DOCUMENT EXTRACT -
/---

One of the fastest growing segments of the medicinal marijuana industry in California has been pot in the form of edibles. Marijuana dispensaries all over the state now provide THC in an immense array of products such as candies, cookies, crackers, breath mints and even potato chips. Edibles are now a popular way for people to get their dose of THC without ever having to inhale any smoke. Just a decade ago, edibles were rare and only distributed in a handful of food products infused with marijuana. Now edibles have become 43 percent of the market share and continue to grow every day as people keep experimenting with different foods and forms of cannabis.
Concerns about a Growing Industry
The edibles industry will likely expand much more following the recent legalization of recreational pot in California. Sale of recreational marijuana is expected to begin next year but many young entrepreneurs are already looking for ways to enter the edibles market with unique products. People want to differentiate themselves to become part of the edibles movement by creating their own niche such as vegan baked goods infused with THC. Edibles can be especially helpful for patients who suffer from chronic pain because it allows them to easily take a dose during the time when they are in high levels of pain. However, many people are concerned about the rise of edibles, the possibility of addiction and the tendency for young people to overdose and end up in the emergency room. Taking edibles recreationally can be problematic in some cases because people who are inexperienced may not understand the correct dosage and end up taking too much. This has caused a significant increase in emergency room visits related to edible ingestion in states where marijuana is legal.
Preventing Harm from Edibles
There are more fears about edibles beyond adults accidentally becoming too intoxicated. Because edibles are often in the form of sweets and candies that look like normal food, there is a significant dangers that very young children may ingest them. If a parent leaves them at home and doesn’t take enough measures to secure them properly the child may unknowingly eat several and become poisoned. Some states have allowed certain products like gummies and require edibles to have child-resistant packaging that’s opaque such as prescription type bottles. California lawmakers are concerned that this may not be enough to deter children from eating cannabis laced candy and they have proposed a bill to crack down on these types of edibles. Assemblyman Rudy Salas has proposed that they stop making edibles look like candy altogether because it is too appealing to unsuspecting children. He wants to make sure that edibles are used by adults only and don’t end up causing harm.

\---

INFORMATION SHOWN -
/---

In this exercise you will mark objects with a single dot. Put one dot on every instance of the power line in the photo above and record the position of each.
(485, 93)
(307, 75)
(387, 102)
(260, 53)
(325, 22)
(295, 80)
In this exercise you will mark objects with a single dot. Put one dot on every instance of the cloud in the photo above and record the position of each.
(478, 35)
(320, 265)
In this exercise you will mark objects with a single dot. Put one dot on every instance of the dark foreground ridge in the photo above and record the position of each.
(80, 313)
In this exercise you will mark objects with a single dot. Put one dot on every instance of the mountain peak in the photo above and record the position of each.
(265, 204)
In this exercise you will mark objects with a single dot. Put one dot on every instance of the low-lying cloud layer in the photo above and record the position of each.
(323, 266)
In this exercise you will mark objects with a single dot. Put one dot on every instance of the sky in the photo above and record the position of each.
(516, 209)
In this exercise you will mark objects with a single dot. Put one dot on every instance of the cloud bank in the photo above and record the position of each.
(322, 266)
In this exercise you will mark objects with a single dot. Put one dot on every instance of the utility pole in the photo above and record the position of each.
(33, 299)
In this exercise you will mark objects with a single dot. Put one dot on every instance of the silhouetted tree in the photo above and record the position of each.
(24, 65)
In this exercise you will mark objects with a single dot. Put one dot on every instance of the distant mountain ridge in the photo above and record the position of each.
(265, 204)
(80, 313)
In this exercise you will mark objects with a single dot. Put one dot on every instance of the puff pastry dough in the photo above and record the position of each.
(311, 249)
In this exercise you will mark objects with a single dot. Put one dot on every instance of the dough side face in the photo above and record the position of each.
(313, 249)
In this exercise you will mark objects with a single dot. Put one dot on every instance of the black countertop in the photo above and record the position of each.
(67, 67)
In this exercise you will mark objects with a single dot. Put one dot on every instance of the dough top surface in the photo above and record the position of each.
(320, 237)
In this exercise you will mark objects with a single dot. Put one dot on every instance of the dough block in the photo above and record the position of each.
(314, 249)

\---

ACTIVITIES -
• 1. From the article on marijuana edibles, copy the passage from "One of the fastest" up to and including "forms of cannabis.".
• 2. According to the article on marijuana edibles, what share of the market do edibles now hold?

PROBLEM SOLUTIONS -
• 1.
One of the fastest growing segments of the medicinal marijuana industry in California has been pot in the form of edibles. Marijuana dispensaries all over the state now provide THC in an immense array of products such as candies, cookies, crackers, breath mints and even potato chips. Edibles are now a popular way for people to get their dose of THC without ever having to inhale any smoke. Just a decade ago, edibles were rare and only distributed in a handful of food products infused with marijuana. Now edibles have become 43 percent of the market share and continue to grow every day as people keep experimenting with different foods and forms of cannabis.

• 2. 43 percent